### SUAS TAREFAS
1. De acordo com o texto para leitura, por que o elenco de Boa Sorte, Divirta-se, Não Morra não conta com grandes estrelas? Responda em até duas frases.
2. Traduza para o inglês a seguinte frase do texto para leitura: "Com grandes ambições, mas um orçamento um tanto limitado, Boa Sorte, Divirta-se, Não Morra custou 20 milhões de dólares – quantia insignificante para os padrões de Hollywood."
=== TEXTO PARA LEITURA ===
Abril traz o lançamento de alguns dos maiores filmes do ano, mas há uma produção muito mais modesta pronta para cativar os espectadores. Ela marca o retorno do subestimado diretor Gore Verbinski após 10 anos e é uma excelente adição ao gênero de viagem no tempo: Boa Sorte, Divirta-se, Não Morra.
Qual é a história de Boa Sorte, Divirta-se, Não Morra?
Escrita por Matthew Robinson, a trama gira em torno de um homem que afirma ser do futuro e invade uma cafeteria em Los Angeles dizendo que precisa de voluntários para uma missão crucial para o futuro da humanidade. O problema é que ele não sabe qual combinação de pessoas precisa, já que o que vemos é a sua 117ª tentativa.
Briarcliff Entertainment
Apresentado no último Festival de Cinema de Berlim, Boa Sorte, Divirta-se, Não Morra recebeu ampla aclamação da crítica, a ponto de ter uma classificação positiva de 83% no Rotten Tomatoes, onde o consenso é que se trata de um filme engenhoso e descontraído no qual o vencedor do Oscar, Sam Rockwell, absolutamente brilha.
Orçamento modesto, diversão explosiva
Com grandes ambições, mas um orçamento um tanto limitado, Boa Sorte, Divirta-se, Não Morra custou 20 milhões de dólares – quantia insignificante para os padrões de Hollywood. Isso também significa que o elenco não conta com grandes estrelas, mas há muitos rostos conhecidos, incluindo Haley Lu Richardson, Michael Peña, Zazie Beetz e Juno Temple.
O longa não vem tendo um grande desempenho nas bilheterias, mas vale destacar que ele só chegou a muitos países – incluindo o Brasil, onde estreou em 9 de abril de 2026 –, meses depois do lançamento nos EUA.
Pessoalmente, espero que dê a volta por cima, porque precisamos de filmes de ficção científica tão ousados e divertidos quanto Boa Sorte, Divirta-se, Não Morra, que também critica a inteligência artificial.
=== ITENS FORNECIDOS ===
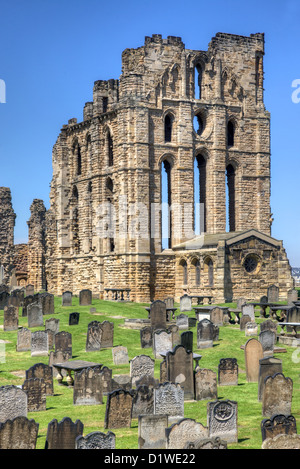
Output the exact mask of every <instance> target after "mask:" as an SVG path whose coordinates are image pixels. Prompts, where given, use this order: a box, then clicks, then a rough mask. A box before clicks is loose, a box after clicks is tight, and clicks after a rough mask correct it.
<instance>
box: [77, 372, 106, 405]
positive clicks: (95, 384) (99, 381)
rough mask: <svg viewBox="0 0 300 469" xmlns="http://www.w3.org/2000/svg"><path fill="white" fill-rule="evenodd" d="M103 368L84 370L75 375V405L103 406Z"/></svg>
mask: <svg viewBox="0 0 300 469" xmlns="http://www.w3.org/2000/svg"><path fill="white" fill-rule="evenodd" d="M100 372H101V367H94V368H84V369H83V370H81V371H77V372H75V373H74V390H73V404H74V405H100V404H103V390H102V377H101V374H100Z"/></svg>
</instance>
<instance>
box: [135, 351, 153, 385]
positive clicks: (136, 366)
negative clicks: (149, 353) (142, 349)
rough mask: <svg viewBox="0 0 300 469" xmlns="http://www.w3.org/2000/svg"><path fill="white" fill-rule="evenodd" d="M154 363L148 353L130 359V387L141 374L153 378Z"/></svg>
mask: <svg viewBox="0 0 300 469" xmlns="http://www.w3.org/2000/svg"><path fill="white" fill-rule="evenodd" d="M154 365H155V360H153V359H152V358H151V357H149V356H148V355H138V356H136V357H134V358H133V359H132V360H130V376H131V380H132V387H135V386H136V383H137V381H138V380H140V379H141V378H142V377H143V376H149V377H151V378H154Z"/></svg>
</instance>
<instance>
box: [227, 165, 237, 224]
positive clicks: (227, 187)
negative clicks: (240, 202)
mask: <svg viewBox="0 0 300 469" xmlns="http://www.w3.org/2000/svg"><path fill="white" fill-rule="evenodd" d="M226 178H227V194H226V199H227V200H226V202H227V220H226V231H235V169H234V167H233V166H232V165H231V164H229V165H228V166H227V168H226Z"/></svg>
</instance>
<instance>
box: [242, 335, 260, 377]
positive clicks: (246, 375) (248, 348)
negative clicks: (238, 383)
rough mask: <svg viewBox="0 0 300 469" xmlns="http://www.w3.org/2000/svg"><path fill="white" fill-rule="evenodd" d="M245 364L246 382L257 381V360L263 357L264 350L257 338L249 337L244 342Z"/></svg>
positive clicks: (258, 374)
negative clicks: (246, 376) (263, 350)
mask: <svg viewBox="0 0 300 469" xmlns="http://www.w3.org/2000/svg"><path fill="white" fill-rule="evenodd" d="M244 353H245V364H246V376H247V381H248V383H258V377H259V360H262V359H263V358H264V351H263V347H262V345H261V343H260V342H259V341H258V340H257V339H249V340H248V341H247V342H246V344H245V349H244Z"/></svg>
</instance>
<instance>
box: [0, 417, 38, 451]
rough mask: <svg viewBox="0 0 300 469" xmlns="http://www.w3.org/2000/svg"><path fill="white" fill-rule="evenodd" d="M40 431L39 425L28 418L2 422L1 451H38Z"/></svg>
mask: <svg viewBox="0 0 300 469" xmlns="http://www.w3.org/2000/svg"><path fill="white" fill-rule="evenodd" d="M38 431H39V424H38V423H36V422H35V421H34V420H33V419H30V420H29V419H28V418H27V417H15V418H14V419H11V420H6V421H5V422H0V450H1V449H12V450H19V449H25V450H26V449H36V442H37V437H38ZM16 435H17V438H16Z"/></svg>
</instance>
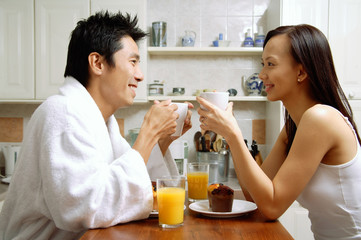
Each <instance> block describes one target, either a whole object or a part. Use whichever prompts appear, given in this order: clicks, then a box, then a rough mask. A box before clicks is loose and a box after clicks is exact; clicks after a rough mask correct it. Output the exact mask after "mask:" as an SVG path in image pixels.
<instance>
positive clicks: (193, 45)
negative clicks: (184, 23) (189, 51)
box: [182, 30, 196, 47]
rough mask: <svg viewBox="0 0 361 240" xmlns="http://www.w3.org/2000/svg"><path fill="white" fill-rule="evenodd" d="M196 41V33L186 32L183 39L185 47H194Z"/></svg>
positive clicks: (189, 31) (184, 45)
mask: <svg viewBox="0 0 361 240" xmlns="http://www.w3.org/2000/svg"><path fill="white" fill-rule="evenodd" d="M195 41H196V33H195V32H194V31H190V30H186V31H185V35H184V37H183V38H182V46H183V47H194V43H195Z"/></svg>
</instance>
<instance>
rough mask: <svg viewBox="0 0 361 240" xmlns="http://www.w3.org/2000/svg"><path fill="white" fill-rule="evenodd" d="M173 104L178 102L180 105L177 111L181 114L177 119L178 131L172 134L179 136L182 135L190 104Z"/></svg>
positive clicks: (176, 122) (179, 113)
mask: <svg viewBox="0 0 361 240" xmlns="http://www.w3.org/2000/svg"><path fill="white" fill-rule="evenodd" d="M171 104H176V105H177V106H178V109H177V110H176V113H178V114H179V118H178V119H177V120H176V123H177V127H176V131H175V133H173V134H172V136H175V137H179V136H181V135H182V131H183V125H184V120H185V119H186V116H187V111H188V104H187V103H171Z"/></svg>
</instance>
===
### RESPOSTAS EM ORDEM
1. Porque o filme teve um orçamento um tanto limitado, de 20 milhões de dólares. Essa quantia é insignificante para os padrões de Hollywood.

2. With big ambitions but a somewhat limited budget, Good Luck, Have Fun, Don't Die cost 20 million dollars – a negligible sum by Hollywood standards.